*** Opening of Exercise materials ***

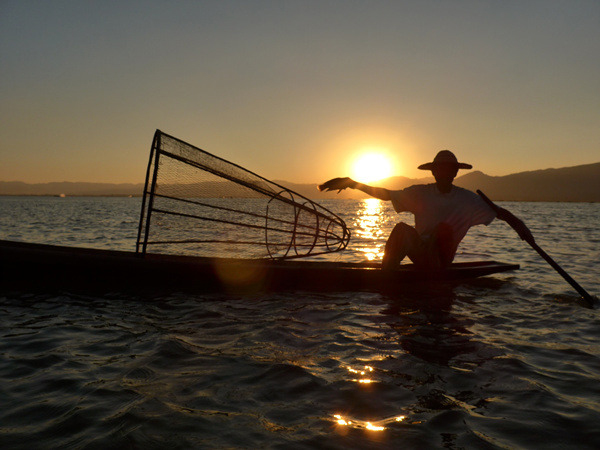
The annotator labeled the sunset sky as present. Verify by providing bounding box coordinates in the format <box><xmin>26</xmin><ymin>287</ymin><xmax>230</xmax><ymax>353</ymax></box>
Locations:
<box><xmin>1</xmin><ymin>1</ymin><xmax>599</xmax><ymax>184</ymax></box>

*** Close of Exercise materials ***
*** Opening of Exercise materials ***

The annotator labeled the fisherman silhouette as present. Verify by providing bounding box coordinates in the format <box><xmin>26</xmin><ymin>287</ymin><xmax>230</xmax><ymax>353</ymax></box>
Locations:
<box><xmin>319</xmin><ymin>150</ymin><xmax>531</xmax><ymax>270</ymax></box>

*** Close of Exercise materials ***
*** Opening of Exercise materials ***

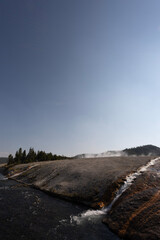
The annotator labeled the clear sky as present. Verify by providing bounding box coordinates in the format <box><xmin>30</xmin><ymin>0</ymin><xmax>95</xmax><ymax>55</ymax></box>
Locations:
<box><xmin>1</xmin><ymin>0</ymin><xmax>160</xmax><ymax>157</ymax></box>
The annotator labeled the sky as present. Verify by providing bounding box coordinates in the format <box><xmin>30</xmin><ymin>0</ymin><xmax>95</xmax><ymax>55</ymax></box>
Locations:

*** Close of Exercise materials ***

Lines with "providing": find them in the data and copy each one.

### Exercise response
The annotator labeled the sunset sky as present. Verify by providing bounding box coordinates in the format <box><xmin>26</xmin><ymin>287</ymin><xmax>230</xmax><ymax>353</ymax></box>
The annotator labeled the fisherman silhouette as present. Verify by providing bounding box coordinates in the format <box><xmin>26</xmin><ymin>287</ymin><xmax>230</xmax><ymax>353</ymax></box>
The annotator labeled the clear sky as present. Verify by providing bounding box coordinates in the format <box><xmin>30</xmin><ymin>0</ymin><xmax>95</xmax><ymax>55</ymax></box>
The annotator labeled the sky as present. Verify by providing bounding box coordinates in the format <box><xmin>30</xmin><ymin>0</ymin><xmax>95</xmax><ymax>55</ymax></box>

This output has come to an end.